Print all of the data below verbatim, line for line, without changing anything.

________

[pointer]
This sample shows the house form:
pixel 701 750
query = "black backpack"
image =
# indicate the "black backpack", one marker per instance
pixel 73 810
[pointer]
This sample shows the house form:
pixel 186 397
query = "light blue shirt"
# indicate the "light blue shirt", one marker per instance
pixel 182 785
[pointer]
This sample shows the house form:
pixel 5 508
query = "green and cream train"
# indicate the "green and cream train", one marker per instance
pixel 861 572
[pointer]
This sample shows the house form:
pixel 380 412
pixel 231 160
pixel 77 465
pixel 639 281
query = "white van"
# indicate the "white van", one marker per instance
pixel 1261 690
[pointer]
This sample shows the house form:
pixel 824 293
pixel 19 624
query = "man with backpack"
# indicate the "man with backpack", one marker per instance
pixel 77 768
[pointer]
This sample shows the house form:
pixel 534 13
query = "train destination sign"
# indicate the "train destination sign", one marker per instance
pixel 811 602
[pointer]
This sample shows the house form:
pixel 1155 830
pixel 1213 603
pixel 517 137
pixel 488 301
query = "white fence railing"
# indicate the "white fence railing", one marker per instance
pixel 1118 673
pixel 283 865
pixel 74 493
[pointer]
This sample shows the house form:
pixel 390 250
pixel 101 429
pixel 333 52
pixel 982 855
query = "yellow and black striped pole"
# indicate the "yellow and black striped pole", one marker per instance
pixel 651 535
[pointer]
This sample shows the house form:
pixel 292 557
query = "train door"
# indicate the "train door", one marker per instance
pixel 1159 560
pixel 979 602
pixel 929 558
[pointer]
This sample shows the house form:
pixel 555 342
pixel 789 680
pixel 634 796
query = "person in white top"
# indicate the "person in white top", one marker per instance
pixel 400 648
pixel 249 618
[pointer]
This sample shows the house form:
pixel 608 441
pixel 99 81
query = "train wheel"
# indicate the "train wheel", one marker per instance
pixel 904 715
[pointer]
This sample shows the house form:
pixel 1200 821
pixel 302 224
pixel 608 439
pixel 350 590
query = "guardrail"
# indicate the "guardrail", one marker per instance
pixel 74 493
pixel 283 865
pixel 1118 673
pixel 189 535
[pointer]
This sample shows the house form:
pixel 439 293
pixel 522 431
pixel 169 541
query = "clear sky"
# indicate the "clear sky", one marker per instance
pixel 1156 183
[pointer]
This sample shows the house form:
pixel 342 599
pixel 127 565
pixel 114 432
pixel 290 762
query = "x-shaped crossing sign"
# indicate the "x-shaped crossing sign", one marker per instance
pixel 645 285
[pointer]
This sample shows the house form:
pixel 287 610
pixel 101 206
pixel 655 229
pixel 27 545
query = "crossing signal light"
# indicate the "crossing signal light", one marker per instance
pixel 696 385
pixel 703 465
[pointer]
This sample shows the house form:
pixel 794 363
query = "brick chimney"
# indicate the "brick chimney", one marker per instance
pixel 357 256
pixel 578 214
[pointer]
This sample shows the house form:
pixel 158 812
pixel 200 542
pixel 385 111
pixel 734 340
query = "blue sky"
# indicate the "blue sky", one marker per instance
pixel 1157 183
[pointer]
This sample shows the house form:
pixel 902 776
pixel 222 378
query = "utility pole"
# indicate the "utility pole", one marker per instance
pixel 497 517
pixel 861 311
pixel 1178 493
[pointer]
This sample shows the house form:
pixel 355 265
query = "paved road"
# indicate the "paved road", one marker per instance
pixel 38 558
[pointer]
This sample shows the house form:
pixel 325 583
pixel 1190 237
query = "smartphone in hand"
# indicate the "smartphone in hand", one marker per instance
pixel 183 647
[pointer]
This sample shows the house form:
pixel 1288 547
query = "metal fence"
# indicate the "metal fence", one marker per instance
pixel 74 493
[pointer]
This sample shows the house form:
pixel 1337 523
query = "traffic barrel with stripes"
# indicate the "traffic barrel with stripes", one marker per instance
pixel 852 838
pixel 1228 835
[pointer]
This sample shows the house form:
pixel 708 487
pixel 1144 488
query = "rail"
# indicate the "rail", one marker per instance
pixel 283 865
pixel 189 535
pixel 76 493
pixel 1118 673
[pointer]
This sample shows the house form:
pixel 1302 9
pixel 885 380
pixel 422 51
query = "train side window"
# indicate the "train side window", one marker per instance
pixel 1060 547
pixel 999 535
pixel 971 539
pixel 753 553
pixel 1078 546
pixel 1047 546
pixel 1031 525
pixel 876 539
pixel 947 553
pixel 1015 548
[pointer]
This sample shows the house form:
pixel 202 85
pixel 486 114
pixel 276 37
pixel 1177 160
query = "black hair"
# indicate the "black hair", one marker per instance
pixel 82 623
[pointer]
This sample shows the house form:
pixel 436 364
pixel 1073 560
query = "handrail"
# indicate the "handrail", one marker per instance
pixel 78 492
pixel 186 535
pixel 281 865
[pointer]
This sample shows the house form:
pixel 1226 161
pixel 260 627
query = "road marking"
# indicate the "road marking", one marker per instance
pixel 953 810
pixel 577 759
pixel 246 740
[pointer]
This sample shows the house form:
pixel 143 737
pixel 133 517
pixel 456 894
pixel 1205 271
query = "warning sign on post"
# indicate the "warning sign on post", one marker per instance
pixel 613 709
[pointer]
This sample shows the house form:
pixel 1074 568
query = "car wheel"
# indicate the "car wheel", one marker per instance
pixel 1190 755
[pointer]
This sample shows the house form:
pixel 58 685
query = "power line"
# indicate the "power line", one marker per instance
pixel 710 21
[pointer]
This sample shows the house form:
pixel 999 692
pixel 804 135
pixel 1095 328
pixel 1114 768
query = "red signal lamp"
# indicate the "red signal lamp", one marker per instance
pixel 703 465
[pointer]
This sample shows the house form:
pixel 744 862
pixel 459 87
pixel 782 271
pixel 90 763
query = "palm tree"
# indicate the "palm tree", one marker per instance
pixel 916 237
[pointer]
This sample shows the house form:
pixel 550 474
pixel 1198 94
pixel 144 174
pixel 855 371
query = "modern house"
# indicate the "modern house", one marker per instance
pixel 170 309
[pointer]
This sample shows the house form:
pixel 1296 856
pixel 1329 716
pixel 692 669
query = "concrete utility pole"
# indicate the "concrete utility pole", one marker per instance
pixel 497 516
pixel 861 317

________

§ **The output**:
[pointer]
This sample shows the house form:
pixel 701 750
query = "black backpack"
image =
# indicate the "black backpack", one marker per instance
pixel 73 810
[pointer]
This sample shows the house form:
pixel 186 397
query = "light blue shirt"
# indicate the "light blue shirt", one marker per instance
pixel 182 785
[pointer]
This sample shows the house form:
pixel 5 508
query = "green and cream train"
# indicate the "green and cream train", one marker per instance
pixel 861 572
[pointer]
This sample shows the house form:
pixel 380 412
pixel 231 160
pixel 77 465
pixel 639 281
query = "white van"
# indicate the "white van", one marker per instance
pixel 1261 690
[pointer]
This sample shows the house form:
pixel 824 293
pixel 19 624
query = "man with backpack"
# indicate the "man with backpack", one marker per instance
pixel 77 768
[pointer]
This sample shows the house form:
pixel 534 13
query = "train destination sign"
# indicate the "train destination sign", one marker per instance
pixel 811 602
[pointer]
This sample shows the house form:
pixel 1155 830
pixel 1213 603
pixel 517 137
pixel 488 301
query = "white fence railing"
# indicate the "white fence railing", one marker per instance
pixel 1118 673
pixel 283 865
pixel 74 493
[pointer]
This sample shows the house form:
pixel 390 250
pixel 101 429
pixel 333 52
pixel 982 855
query = "yellow and black striped pole"
# indicate the "yellow and black striped pole", one marker per instance
pixel 651 535
[pointer]
This sample shows the house form:
pixel 292 557
query = "train door"
# indicate the "train door", one marker per instance
pixel 1159 560
pixel 979 602
pixel 929 558
[pointer]
This sample shows the house form:
pixel 555 342
pixel 789 680
pixel 634 796
query = "person in white top"
# indicate the "person in white top", one marker per instance
pixel 400 648
pixel 249 618
[pointer]
This sample shows the house form:
pixel 608 441
pixel 99 81
query = "train wheel"
# indicate the "train wheel", one marker per instance
pixel 904 715
[pointer]
This sample shows the house form:
pixel 1200 821
pixel 302 224
pixel 608 439
pixel 350 590
query = "guardrail"
# indicate the "guardrail", one marker per instance
pixel 74 493
pixel 283 865
pixel 1118 673
pixel 189 535
[pointer]
This sample shows the house form:
pixel 439 293
pixel 522 431
pixel 169 541
query = "clear sky"
# indicate the "clear sky", one marker per instance
pixel 1156 183
[pointer]
This sample shows the house form:
pixel 342 599
pixel 127 565
pixel 114 432
pixel 290 762
query = "x-shaped crossing sign"
# indicate the "x-shaped crossing sign", one marker per instance
pixel 645 285
[pointer]
This sample shows the house form:
pixel 287 610
pixel 101 206
pixel 655 229
pixel 27 545
query = "crossing signal light"
# indicate the "crossing signal light", one marker per instance
pixel 696 385
pixel 703 465
[pointer]
This sample shows the house form:
pixel 794 363
query = "brick chimney"
# indicate the "brick chimney", one marker per instance
pixel 357 256
pixel 578 214
[pointer]
This sample shows the house form:
pixel 158 812
pixel 200 542
pixel 385 111
pixel 734 340
query = "blue sky"
# indicate the "blue sky", one marker per instance
pixel 1157 183
[pointer]
This sample shows the house form:
pixel 902 776
pixel 222 378
query = "utility pole"
# indicate the "utility pole", one marker per instance
pixel 497 517
pixel 861 311
pixel 1178 493
[pointer]
This sample shows the house form:
pixel 355 265
query = "paved road"
# indicate the "paved road", one marker per instance
pixel 38 558
[pointer]
This sample shows the house form:
pixel 325 583
pixel 1190 237
query = "smartphone in hand"
# indicate the "smartphone in hand", one marker per instance
pixel 183 647
[pointer]
This sample shows the house form:
pixel 1288 547
query = "metal fence"
# indicate the "metal fence", one marker per instance
pixel 74 493
[pointer]
This sample shows the house form:
pixel 1337 523
query = "traffic barrel with stripes"
# indicate the "traffic barrel with stripes", one marker per instance
pixel 852 838
pixel 1228 835
[pointer]
This sample shows the house form:
pixel 708 487
pixel 1144 488
query = "rail"
# indicate the "rail", one marker per instance
pixel 283 865
pixel 189 535
pixel 76 493
pixel 1118 673
[pointer]
This sample shows the house form:
pixel 1302 9
pixel 885 380
pixel 422 51
query = "train side window"
# indicate the "train side window", one marker per instance
pixel 1060 547
pixel 999 535
pixel 971 539
pixel 753 553
pixel 1078 546
pixel 1047 546
pixel 1031 525
pixel 876 539
pixel 947 553
pixel 1015 548
[pointer]
This sample shows the house form:
pixel 202 85
pixel 486 114
pixel 276 37
pixel 1177 160
query = "black hair"
# indicate the "black hair", one marker per instance
pixel 82 623
[pointer]
This sample shows the house form:
pixel 436 364
pixel 1073 560
query = "handrail"
# indicate the "handrail", one marker per instance
pixel 78 492
pixel 186 535
pixel 281 865
[pointer]
This sample shows the house form:
pixel 1226 161
pixel 260 627
query = "road marking"
# indicate the "road marking", one marker per instance
pixel 953 810
pixel 577 759
pixel 246 740
[pointer]
This sample shows the house form:
pixel 143 737
pixel 133 517
pixel 456 894
pixel 1205 271
query = "warning sign on post"
# indicate the "warning sign on post", one marker per instance
pixel 613 709
[pointer]
This sample shows the house form:
pixel 1074 568
query = "car wheel"
# indicate the "car wheel", one marker per instance
pixel 1190 755
[pointer]
This sample shows the house form:
pixel 58 685
query = "power line"
# indicate the "power line", one marker per instance
pixel 710 21
[pointer]
This sample shows the house form:
pixel 999 692
pixel 804 135
pixel 1095 328
pixel 1114 768
query = "red signal lamp"
# indicate the "red signal lamp", one marker per instance
pixel 703 465
[pointer]
This sample shows the house form:
pixel 744 862
pixel 459 87
pixel 782 271
pixel 90 763
query = "palm tree"
# indicate the "palm tree", one marker per instance
pixel 916 237
[pointer]
This sample shows the house form:
pixel 550 474
pixel 1198 94
pixel 144 174
pixel 855 371
query = "modern house"
# indicate the "modern house", one marker per instance
pixel 170 309
[pointer]
This sample shows the house form:
pixel 1296 856
pixel 1329 716
pixel 692 669
query = "concrete utility pole"
# indicate the "concrete utility pole", one marker per instance
pixel 497 516
pixel 861 317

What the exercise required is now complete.